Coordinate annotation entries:
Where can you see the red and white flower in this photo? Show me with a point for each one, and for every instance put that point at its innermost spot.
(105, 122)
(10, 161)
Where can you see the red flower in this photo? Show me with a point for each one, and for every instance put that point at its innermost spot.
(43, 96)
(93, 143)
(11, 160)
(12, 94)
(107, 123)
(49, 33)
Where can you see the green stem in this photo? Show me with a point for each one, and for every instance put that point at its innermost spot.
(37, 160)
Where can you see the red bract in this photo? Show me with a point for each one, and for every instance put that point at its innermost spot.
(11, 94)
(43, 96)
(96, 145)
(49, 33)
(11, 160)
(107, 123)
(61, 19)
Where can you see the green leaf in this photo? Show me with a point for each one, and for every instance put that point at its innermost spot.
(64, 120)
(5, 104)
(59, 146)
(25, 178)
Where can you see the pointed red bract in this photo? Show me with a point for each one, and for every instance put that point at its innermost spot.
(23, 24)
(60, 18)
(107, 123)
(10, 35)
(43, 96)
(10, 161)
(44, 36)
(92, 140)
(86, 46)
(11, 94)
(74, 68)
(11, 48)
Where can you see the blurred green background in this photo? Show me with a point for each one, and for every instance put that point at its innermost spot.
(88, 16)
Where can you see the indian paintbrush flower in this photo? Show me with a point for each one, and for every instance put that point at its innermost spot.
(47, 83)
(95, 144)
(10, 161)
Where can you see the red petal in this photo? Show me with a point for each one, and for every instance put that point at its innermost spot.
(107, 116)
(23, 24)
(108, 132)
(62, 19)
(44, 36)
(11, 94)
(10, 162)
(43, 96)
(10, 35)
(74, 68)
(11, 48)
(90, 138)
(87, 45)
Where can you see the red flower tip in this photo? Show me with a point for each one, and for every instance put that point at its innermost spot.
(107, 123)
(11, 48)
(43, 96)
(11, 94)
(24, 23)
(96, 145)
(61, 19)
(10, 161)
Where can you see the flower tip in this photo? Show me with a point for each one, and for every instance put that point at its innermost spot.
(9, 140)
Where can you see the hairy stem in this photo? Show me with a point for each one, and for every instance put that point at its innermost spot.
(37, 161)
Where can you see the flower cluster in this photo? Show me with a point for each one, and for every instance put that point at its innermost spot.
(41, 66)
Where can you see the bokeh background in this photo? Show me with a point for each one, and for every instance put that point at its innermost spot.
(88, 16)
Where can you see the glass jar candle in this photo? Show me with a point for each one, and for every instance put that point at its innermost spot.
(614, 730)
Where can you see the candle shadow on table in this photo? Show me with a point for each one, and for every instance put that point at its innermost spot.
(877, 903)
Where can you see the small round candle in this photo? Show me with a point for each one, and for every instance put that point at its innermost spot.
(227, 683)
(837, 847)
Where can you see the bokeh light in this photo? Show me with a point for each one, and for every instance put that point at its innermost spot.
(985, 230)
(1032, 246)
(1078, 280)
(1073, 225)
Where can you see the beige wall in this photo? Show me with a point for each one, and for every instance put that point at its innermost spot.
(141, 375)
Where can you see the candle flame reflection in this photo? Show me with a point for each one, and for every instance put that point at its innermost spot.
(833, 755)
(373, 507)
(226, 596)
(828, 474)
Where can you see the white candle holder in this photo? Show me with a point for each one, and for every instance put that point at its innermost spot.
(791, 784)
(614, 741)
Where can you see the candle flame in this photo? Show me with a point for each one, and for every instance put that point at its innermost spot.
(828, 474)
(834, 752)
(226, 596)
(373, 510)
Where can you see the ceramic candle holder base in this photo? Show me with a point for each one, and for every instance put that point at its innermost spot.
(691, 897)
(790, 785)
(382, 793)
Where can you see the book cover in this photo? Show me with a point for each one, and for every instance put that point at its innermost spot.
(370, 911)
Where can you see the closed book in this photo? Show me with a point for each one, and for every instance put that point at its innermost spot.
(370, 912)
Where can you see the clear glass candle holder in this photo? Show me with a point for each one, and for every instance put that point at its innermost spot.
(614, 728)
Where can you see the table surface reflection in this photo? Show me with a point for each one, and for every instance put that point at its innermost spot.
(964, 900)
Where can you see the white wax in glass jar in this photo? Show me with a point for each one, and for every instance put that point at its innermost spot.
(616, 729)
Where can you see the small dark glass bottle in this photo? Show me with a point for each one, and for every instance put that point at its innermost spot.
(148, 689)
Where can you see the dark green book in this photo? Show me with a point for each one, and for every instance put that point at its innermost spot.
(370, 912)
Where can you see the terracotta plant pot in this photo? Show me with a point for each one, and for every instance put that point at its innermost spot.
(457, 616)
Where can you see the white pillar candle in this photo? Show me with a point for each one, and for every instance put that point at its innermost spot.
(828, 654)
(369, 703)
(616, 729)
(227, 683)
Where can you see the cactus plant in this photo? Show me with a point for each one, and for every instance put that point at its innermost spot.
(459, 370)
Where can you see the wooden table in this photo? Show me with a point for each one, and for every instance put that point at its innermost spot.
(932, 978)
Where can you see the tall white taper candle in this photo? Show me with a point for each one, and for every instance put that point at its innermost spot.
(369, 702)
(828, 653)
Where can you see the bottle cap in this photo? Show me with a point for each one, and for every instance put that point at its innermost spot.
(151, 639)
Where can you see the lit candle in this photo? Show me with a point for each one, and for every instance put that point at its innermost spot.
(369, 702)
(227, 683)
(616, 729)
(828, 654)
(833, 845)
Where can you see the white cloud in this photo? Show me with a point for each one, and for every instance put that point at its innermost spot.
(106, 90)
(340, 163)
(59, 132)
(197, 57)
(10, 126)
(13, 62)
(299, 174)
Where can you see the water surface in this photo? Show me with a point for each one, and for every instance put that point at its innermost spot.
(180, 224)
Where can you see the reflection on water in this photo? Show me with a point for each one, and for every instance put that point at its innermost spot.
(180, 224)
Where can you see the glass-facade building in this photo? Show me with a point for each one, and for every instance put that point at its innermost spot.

Directive: In the listing above, find the line with "Where can you see the water" and set down that line and all after it exactly, through the final line.

Solution to this task:
Where can you see the water surface in this photo? Show me with a point for each one, and for every instance put that point at its innermost spot.
(180, 224)
Where can you see the reflection on water in this photo? Show me with a point for each one, and for every instance put that point at its innermost spot.
(180, 224)
Where can you see the glass-facade building in this photo? Show me with a point for each one, and for every instance put that point at its innermost spot.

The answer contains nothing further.